+++ RECORDS SUPPLIED

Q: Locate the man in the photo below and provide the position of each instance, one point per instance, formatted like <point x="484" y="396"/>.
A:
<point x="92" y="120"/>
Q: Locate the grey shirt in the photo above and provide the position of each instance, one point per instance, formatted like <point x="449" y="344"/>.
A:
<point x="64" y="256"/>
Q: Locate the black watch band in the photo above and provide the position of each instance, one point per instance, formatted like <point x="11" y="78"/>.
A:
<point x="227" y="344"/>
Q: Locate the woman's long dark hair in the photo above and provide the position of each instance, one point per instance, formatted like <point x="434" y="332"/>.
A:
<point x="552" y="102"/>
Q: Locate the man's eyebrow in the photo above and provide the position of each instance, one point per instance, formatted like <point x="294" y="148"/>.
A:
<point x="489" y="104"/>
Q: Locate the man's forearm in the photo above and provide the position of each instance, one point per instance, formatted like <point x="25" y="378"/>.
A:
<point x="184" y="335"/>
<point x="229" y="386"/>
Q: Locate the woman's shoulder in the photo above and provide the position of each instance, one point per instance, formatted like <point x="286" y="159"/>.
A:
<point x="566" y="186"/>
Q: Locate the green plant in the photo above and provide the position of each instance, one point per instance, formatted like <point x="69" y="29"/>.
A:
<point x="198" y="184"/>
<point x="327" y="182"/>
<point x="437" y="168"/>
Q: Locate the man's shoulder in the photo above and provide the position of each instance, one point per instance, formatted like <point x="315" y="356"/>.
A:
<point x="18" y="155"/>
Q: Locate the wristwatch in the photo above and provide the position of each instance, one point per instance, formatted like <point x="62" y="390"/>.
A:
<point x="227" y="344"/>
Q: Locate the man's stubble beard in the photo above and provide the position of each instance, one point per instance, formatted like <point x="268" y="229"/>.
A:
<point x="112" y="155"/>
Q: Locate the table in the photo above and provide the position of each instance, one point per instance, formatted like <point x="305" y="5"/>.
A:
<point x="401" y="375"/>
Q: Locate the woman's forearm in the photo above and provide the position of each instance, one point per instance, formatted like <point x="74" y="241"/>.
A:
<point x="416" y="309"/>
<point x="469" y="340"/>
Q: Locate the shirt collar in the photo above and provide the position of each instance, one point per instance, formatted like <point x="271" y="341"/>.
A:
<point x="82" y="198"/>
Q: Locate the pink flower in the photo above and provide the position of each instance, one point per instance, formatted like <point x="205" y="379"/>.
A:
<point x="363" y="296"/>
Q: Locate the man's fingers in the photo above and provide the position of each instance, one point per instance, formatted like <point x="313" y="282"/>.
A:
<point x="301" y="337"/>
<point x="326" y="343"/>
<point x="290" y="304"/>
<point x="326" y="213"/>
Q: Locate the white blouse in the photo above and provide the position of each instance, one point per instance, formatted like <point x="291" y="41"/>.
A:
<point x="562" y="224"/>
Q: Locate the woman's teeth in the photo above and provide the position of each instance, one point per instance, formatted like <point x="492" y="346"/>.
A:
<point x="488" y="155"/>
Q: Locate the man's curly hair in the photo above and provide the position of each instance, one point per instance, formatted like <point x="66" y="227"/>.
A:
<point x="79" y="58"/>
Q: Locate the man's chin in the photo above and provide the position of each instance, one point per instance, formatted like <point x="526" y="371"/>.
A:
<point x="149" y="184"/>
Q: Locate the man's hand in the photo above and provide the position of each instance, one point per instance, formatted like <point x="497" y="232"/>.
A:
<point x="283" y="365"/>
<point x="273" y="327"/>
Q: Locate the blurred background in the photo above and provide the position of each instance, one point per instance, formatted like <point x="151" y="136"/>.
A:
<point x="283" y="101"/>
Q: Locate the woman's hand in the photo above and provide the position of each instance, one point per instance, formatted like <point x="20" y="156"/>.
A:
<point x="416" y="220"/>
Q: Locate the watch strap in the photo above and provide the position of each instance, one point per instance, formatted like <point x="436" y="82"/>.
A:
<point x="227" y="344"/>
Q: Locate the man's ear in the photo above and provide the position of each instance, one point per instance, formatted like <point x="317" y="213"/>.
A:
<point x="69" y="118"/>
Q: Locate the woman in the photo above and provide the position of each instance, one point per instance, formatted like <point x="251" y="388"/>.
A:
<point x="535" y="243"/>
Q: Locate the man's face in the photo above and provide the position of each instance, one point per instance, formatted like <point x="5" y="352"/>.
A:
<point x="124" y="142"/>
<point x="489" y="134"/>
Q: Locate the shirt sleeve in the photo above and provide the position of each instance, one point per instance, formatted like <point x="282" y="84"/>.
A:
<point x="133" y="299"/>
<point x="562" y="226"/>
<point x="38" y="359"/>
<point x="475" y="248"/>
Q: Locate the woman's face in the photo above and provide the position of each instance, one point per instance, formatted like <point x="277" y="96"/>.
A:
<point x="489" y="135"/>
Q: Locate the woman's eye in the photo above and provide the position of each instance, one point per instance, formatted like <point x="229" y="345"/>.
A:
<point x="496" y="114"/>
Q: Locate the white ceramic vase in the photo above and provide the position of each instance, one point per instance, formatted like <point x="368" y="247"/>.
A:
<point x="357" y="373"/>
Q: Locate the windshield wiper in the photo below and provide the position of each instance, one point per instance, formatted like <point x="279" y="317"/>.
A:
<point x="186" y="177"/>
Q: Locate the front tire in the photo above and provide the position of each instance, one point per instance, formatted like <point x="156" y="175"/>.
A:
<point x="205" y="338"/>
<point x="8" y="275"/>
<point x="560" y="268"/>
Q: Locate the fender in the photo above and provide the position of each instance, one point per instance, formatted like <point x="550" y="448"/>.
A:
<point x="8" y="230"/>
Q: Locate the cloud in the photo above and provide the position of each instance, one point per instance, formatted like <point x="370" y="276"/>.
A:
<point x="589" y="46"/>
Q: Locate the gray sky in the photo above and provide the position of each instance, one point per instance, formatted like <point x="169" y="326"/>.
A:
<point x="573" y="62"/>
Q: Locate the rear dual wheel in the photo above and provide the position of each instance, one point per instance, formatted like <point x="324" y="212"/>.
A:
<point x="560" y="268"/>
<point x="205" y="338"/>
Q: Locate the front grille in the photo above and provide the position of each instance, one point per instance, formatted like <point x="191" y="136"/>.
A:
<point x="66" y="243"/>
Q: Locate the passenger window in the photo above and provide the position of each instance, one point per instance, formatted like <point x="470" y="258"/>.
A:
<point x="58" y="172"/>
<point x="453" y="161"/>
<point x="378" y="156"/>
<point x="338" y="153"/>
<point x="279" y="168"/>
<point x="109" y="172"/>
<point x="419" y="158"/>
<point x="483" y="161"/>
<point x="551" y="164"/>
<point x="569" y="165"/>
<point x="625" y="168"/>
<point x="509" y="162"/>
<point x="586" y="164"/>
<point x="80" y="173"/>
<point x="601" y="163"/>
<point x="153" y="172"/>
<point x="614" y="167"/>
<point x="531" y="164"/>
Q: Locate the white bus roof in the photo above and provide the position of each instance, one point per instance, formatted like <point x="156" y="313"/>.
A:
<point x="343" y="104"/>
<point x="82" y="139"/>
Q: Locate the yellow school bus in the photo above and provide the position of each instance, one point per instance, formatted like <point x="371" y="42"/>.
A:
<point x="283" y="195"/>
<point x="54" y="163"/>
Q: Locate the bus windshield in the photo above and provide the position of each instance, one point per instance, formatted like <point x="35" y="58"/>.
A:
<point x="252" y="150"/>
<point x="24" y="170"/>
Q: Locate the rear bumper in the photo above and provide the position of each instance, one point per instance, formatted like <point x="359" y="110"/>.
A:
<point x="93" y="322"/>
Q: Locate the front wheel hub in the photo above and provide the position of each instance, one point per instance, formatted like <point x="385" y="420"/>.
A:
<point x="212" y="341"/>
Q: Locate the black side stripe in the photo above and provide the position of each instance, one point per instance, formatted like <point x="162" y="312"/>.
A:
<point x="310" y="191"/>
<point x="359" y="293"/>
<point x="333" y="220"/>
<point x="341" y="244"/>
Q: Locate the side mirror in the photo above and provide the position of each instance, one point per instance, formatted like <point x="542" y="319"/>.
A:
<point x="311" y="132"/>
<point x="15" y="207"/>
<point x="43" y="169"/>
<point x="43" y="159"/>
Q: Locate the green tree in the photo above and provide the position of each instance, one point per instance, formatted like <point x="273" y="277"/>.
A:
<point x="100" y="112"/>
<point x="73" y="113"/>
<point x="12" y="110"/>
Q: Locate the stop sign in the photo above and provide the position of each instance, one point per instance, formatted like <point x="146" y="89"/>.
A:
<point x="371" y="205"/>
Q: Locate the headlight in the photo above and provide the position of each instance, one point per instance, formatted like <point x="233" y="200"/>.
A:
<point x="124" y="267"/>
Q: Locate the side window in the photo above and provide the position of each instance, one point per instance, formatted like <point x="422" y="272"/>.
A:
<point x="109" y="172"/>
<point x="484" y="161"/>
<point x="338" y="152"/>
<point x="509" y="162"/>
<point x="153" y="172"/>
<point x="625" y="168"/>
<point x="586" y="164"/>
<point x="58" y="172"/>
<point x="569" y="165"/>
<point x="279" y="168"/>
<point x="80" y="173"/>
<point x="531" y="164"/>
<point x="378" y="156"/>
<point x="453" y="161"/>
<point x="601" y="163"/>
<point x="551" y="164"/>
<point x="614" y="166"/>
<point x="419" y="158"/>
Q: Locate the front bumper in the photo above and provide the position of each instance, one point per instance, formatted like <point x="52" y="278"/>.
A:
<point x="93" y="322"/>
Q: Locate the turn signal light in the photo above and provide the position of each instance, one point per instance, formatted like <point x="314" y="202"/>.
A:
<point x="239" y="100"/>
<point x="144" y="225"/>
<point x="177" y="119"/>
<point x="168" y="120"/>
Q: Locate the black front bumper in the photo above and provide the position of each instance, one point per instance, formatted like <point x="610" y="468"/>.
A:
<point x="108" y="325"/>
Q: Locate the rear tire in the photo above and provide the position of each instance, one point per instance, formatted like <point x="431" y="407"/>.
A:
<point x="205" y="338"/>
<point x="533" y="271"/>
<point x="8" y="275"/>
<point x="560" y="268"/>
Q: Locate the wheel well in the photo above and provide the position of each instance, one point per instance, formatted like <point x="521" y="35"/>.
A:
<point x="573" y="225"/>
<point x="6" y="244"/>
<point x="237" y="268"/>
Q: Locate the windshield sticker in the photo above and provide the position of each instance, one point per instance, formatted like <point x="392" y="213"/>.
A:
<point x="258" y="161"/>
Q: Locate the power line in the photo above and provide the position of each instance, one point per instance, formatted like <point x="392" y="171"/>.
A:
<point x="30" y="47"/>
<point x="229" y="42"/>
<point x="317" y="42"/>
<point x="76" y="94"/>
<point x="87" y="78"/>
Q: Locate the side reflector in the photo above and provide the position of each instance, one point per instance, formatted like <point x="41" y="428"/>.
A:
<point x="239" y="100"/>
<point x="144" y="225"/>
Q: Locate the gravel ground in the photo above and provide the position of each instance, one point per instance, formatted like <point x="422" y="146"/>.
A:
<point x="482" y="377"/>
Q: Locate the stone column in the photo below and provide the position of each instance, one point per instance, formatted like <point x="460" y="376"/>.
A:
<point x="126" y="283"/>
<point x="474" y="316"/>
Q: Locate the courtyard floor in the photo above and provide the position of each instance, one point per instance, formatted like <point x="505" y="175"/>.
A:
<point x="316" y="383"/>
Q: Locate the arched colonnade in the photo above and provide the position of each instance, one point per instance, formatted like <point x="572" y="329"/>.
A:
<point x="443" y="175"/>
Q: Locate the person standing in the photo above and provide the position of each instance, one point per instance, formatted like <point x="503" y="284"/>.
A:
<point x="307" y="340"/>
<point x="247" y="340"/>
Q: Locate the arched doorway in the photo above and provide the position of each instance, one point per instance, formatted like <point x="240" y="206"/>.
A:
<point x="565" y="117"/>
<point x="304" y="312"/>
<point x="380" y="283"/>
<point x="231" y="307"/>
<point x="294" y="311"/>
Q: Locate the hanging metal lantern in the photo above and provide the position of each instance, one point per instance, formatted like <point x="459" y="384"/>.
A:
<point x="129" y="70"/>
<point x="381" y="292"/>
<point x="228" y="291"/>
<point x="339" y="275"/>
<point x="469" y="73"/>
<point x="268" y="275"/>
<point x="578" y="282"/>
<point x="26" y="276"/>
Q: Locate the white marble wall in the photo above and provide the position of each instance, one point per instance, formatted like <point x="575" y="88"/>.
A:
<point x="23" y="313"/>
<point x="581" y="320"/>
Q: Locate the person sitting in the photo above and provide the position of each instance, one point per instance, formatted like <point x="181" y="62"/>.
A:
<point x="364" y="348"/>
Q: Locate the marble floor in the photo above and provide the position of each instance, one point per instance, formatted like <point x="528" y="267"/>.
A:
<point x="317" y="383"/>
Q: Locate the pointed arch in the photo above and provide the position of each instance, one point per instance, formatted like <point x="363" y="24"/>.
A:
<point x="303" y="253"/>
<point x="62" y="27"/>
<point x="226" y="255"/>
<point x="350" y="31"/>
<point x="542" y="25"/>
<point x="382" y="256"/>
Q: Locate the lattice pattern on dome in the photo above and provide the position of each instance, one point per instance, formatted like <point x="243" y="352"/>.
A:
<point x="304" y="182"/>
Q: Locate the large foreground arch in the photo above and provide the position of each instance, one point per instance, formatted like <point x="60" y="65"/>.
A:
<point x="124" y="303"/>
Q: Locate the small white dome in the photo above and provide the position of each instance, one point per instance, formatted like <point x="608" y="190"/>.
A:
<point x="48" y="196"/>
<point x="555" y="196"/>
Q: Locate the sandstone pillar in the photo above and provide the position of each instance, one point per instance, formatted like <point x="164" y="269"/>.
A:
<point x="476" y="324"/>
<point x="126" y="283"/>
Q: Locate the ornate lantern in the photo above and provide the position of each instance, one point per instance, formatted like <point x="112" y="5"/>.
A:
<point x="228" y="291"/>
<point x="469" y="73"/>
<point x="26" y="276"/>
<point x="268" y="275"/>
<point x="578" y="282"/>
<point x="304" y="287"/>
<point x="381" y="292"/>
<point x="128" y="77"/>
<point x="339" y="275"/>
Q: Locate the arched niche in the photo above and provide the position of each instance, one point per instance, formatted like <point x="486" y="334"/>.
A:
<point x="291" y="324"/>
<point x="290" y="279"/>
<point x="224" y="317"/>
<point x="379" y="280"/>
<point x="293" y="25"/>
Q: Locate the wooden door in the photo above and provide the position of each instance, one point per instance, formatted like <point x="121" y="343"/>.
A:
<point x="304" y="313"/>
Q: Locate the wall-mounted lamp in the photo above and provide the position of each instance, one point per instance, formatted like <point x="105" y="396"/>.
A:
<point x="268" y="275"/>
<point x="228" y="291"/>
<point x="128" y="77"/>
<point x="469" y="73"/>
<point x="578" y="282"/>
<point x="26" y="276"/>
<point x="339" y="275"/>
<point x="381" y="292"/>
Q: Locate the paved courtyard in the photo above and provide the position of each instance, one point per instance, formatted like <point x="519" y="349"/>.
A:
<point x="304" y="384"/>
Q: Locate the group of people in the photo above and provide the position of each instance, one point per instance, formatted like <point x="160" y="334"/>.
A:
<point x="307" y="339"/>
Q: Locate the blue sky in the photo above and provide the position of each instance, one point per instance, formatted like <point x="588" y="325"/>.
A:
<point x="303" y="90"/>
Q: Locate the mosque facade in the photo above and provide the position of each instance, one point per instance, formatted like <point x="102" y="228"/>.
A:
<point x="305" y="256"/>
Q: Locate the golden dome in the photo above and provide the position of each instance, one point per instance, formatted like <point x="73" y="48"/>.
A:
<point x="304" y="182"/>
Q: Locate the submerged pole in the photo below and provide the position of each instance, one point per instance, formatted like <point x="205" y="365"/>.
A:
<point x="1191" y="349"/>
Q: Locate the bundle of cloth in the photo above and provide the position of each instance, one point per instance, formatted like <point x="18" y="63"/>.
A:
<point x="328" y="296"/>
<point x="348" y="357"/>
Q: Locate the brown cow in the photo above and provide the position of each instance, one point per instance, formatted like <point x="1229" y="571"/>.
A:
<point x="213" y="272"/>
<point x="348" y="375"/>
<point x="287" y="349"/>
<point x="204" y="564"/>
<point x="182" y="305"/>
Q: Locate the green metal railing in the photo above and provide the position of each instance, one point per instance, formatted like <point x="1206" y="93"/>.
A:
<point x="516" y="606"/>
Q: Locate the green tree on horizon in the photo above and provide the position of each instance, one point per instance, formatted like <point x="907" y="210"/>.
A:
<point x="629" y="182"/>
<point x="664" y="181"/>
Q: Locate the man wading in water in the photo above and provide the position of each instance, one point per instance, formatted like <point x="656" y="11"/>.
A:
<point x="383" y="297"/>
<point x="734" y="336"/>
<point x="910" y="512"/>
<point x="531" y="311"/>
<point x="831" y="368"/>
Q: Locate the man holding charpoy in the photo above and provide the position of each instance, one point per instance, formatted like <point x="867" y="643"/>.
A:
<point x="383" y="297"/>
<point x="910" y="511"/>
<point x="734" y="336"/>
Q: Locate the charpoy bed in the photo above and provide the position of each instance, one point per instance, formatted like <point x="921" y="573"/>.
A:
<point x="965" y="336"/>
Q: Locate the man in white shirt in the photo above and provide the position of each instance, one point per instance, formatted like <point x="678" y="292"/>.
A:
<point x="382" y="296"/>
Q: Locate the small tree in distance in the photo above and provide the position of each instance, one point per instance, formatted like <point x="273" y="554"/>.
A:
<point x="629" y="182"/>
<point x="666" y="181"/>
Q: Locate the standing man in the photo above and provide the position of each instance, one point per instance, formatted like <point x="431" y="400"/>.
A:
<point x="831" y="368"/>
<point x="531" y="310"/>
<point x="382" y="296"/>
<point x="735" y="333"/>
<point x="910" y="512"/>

++++++

### DESCRIPTION OF THE TASK
Extract, unchanged, the closing run of lines that opens with the line containing "Q: Locate the charpoy" and ends with the last line.

### SOLUTION TO THIS TASK
Q: Locate the charpoy bed in the photo above and provide the position of each instance, one point per instance, formatted like <point x="921" y="573"/>.
A:
<point x="965" y="336"/>
Q: Locate the man in white shirt in the photo above and provide the position of each instance, one point per instance, formatted like <point x="678" y="292"/>.
A:
<point x="382" y="296"/>
Q: Locate the small tree in distance in the photo above and provide the position of each instance, one point per instance, formatted like <point x="273" y="554"/>.
A:
<point x="629" y="182"/>
<point x="666" y="181"/>
Q: Locate the standing man in the photo above and provide the position of each instance, one point per instance, formatted like <point x="431" y="400"/>.
A:
<point x="831" y="368"/>
<point x="531" y="310"/>
<point x="382" y="296"/>
<point x="735" y="333"/>
<point x="910" y="512"/>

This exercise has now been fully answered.